* **Exercise goal**: Reproduce the whole listing below word for word, leaving out the pictures.

________________________

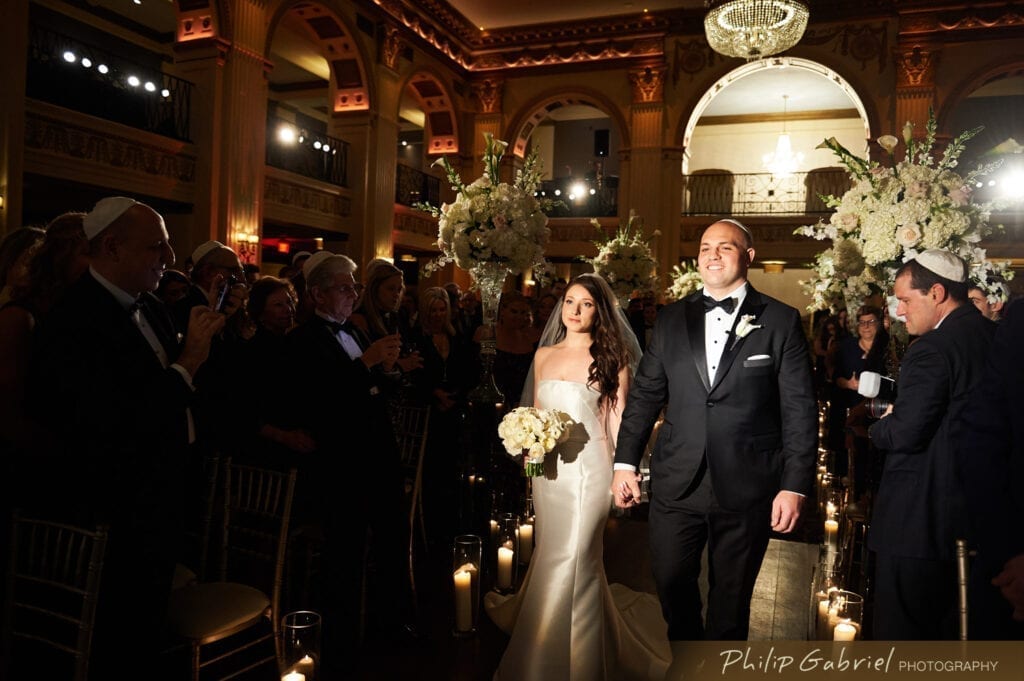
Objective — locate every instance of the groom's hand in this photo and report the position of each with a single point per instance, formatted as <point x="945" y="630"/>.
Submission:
<point x="785" y="511"/>
<point x="626" y="487"/>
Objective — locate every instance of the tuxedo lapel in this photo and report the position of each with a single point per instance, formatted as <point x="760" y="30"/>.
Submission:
<point x="754" y="304"/>
<point x="695" y="336"/>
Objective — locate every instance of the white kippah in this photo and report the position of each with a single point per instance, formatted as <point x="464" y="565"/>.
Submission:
<point x="314" y="261"/>
<point x="203" y="250"/>
<point x="943" y="263"/>
<point x="104" y="212"/>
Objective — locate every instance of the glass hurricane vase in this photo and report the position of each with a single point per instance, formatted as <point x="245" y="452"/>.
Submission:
<point x="489" y="279"/>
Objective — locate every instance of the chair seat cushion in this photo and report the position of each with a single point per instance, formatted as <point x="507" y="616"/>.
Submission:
<point x="201" y="610"/>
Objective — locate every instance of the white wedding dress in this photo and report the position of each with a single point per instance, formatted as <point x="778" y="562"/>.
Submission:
<point x="566" y="624"/>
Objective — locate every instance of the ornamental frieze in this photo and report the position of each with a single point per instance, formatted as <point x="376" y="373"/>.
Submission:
<point x="62" y="138"/>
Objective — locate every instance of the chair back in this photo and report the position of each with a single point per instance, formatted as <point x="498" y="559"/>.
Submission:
<point x="52" y="589"/>
<point x="257" y="511"/>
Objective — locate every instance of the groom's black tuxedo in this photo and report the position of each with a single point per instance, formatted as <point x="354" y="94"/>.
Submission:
<point x="726" y="448"/>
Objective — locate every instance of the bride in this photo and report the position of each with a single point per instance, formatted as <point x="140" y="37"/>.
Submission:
<point x="565" y="622"/>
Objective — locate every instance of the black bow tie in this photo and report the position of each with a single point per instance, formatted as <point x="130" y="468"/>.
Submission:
<point x="727" y="304"/>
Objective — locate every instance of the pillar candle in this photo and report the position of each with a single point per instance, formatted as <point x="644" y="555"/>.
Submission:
<point x="832" y="534"/>
<point x="463" y="600"/>
<point x="525" y="542"/>
<point x="505" y="557"/>
<point x="845" y="632"/>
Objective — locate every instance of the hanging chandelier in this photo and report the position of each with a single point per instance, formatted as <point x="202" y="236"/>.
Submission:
<point x="754" y="29"/>
<point x="782" y="162"/>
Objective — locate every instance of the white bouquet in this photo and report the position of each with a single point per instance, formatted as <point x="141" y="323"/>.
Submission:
<point x="894" y="212"/>
<point x="492" y="222"/>
<point x="534" y="431"/>
<point x="625" y="260"/>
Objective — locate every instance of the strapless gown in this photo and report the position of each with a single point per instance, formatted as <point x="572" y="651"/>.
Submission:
<point x="566" y="623"/>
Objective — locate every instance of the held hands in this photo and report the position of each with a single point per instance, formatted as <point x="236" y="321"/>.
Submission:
<point x="383" y="351"/>
<point x="626" y="487"/>
<point x="785" y="511"/>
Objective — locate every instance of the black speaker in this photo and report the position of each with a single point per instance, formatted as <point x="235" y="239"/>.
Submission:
<point x="601" y="142"/>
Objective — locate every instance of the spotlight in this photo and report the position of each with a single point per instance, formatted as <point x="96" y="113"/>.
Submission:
<point x="286" y="134"/>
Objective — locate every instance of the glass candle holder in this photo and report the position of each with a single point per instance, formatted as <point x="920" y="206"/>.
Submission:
<point x="507" y="554"/>
<point x="846" y="614"/>
<point x="466" y="556"/>
<point x="300" y="646"/>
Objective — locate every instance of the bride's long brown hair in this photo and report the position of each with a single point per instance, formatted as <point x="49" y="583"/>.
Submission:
<point x="607" y="346"/>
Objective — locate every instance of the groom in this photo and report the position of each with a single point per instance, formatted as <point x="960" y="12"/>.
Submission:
<point x="734" y="457"/>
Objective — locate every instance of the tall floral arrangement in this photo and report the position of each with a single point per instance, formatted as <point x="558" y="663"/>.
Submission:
<point x="893" y="212"/>
<point x="683" y="281"/>
<point x="625" y="259"/>
<point x="492" y="224"/>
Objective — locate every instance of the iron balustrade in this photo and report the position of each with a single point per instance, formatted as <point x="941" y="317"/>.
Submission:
<point x="311" y="155"/>
<point x="96" y="83"/>
<point x="722" y="193"/>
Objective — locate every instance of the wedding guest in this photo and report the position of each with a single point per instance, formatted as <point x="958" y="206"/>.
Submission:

________________________

* **Full response**:
Objective — locate every instance of the groom's hand in this photo and report the position of each with a single point per instance, formatted as <point x="945" y="630"/>.
Submission:
<point x="785" y="511"/>
<point x="626" y="487"/>
Objective — locate every instance of the tuxedo lapel in this photo and report the position of each with a single point per instance, formatted as <point x="760" y="30"/>.
Submission:
<point x="754" y="304"/>
<point x="695" y="336"/>
Objective — locate every instance of the white kippah in this photo and report the position of each with a single point per instance, formatted as <point x="464" y="565"/>.
Submission:
<point x="314" y="261"/>
<point x="203" y="250"/>
<point x="943" y="263"/>
<point x="104" y="212"/>
Objective — locate every instance of the glass hurricane vase in this photo and report the position of each with a single point per instance, formatted as <point x="245" y="452"/>.
Submission:
<point x="489" y="279"/>
Objective — locate every instance of the chair seat cushion in this photo and report the position of each with a single point per instance, formatted as <point x="507" y="616"/>.
Submission:
<point x="201" y="610"/>
Objective — locate every instance of the white wedding dress in this photo and report the position of each with a single point per instance, formatted as <point x="778" y="562"/>.
Submission:
<point x="566" y="624"/>
Objective — locate every instance of the ornamental frieze in this photo and report the position of each with a single point per instance, formatted as <point x="376" y="373"/>.
Submission:
<point x="62" y="138"/>
Objective — locate every instance of the chair back in this photo and report the position of each with a single point per instance, formatted as <point x="498" y="559"/>.
Submission:
<point x="52" y="589"/>
<point x="257" y="511"/>
Objective — locate every instance of the groom's black tuxedo in this photo and report the position of each with a single point per instance, formatted as <point x="354" y="94"/>.
Submission:
<point x="726" y="448"/>
Objective — locate every instance of the bride in this photo and report the position of each with a single point per instance, formatted as <point x="140" y="37"/>.
Submission:
<point x="565" y="622"/>
Objective — locate every instance of the black bow tie in this photo and report the position of each with a single point per instance, formatted as <point x="130" y="468"/>.
Submission:
<point x="727" y="304"/>
Objective — locate every instance of the pillar candle in this photo and report the position of each with a single point per instance, formatted as <point x="644" y="555"/>.
Submission:
<point x="832" y="534"/>
<point x="463" y="600"/>
<point x="525" y="542"/>
<point x="505" y="557"/>
<point x="845" y="632"/>
Objective — locate every instance of the hanging chandelier in this photo and report the position of each with a single point per instance, formatted as <point x="202" y="236"/>.
Submission:
<point x="754" y="29"/>
<point x="782" y="162"/>
Objective — locate every instance of the white bouquet in this photo and report the position of each with a single point per instance, formatted as <point x="141" y="323"/>.
Submission:
<point x="894" y="212"/>
<point x="492" y="222"/>
<point x="534" y="431"/>
<point x="625" y="260"/>
Objective — locate every instance of the strapless gown in this photo and report the position of each with a single point per instance, formatted as <point x="572" y="651"/>.
Submission:
<point x="566" y="623"/>
Objective — locate every instance of the held hands in this photo and report the position of each with a single point per instance, formatted as <point x="236" y="321"/>.
Submission:
<point x="383" y="351"/>
<point x="626" y="487"/>
<point x="785" y="511"/>
Objective — locate every instance of the black speaker in this photo and report the position of each with a single point per instance, formatted as <point x="235" y="239"/>.
Submission:
<point x="601" y="142"/>
Objective — locate every instance of the spotlight in this photo and report the position of each with a single point per instance, formatted as <point x="96" y="113"/>.
Submission:
<point x="286" y="134"/>
Objective — locate every instance of the glass candle holder in this photo and report the position of each with a single point per instance, formatted as <point x="920" y="206"/>.
Submission:
<point x="507" y="554"/>
<point x="846" y="614"/>
<point x="466" y="556"/>
<point x="300" y="646"/>
Objective — locate every instance of the bride's long brown hair in this photo and report the position of each with a single point per instance, formatted as <point x="49" y="583"/>.
Submission:
<point x="607" y="346"/>
Objective — locate every instance of the groom in this photo and report the position of each with a single point per instance, formatted as <point x="960" y="12"/>.
Submission:
<point x="734" y="457"/>
Objective — locate every instance of the tall floral arrangement in this photo and report the position of each with a single point per instance, formatted as <point x="558" y="663"/>.
Submission:
<point x="893" y="212"/>
<point x="683" y="281"/>
<point x="625" y="259"/>
<point x="492" y="224"/>
Objective — locate every instance of the iron balustrade in this photo and report the position of each with a single point per instance, formatted as <point x="941" y="317"/>.
Submission:
<point x="311" y="155"/>
<point x="96" y="83"/>
<point x="722" y="193"/>
Objective — locate every instance of the wedding guest in this photo and report the position of each with a single point per instance, formatted as <point x="958" y="206"/>.
Submission:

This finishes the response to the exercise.